- **Aim of the task**
What lines of the data below hold the string "dune"? Copy each one.
»»
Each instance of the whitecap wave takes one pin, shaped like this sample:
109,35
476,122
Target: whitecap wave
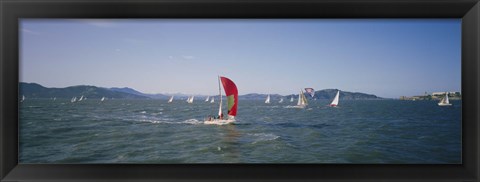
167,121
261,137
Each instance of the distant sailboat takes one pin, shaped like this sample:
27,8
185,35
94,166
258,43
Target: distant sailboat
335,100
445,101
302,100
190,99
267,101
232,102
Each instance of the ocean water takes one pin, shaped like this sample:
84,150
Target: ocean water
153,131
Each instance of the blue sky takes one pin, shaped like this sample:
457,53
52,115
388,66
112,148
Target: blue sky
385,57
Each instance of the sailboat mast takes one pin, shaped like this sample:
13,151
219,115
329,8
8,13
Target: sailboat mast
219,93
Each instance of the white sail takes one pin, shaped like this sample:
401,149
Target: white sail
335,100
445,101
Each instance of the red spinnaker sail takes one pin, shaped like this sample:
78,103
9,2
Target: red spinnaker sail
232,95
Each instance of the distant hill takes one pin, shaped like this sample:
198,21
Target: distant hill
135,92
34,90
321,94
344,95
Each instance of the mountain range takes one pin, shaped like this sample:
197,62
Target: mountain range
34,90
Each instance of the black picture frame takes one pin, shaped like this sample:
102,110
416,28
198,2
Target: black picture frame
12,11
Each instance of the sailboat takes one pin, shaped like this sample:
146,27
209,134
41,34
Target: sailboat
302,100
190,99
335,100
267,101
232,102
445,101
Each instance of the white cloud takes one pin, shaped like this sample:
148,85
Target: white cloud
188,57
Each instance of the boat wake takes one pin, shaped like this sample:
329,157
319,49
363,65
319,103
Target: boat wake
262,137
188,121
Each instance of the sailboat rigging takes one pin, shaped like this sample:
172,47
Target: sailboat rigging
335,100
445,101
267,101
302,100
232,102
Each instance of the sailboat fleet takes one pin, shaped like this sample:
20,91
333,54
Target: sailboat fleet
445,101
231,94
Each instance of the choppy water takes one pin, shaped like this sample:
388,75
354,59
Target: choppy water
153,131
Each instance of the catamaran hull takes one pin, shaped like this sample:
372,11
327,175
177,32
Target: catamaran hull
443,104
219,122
««
»»
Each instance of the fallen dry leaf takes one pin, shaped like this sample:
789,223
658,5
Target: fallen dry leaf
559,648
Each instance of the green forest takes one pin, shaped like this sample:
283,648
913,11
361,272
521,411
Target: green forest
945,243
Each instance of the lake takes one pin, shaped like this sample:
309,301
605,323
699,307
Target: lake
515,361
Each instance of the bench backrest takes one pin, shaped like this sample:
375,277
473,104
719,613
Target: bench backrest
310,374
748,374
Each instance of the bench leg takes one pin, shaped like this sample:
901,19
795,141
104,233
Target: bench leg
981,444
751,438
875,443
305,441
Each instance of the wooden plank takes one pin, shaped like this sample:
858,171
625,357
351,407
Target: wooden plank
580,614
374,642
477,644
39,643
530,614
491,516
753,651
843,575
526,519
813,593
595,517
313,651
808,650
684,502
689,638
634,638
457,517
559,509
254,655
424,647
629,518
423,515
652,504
««
»»
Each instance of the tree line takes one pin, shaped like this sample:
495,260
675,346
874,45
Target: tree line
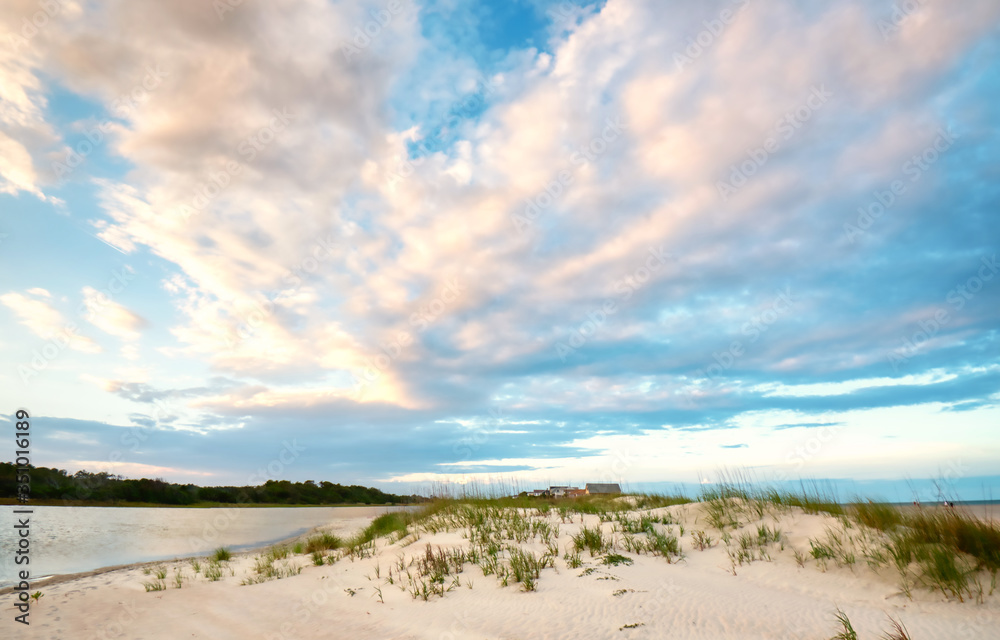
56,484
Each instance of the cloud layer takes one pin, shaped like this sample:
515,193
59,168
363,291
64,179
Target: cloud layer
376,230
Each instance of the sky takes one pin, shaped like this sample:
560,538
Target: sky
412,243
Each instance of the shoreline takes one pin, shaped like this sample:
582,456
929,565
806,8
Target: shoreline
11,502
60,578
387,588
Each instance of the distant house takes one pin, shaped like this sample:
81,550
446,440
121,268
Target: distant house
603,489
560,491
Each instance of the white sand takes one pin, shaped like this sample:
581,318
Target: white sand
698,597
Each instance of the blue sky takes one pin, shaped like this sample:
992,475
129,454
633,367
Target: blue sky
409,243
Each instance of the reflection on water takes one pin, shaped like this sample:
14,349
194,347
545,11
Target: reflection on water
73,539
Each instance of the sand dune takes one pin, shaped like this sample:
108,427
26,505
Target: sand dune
««
- **Answer**
Each instance of the sand dune takes one pin, shaped like this sample:
Target: sand dune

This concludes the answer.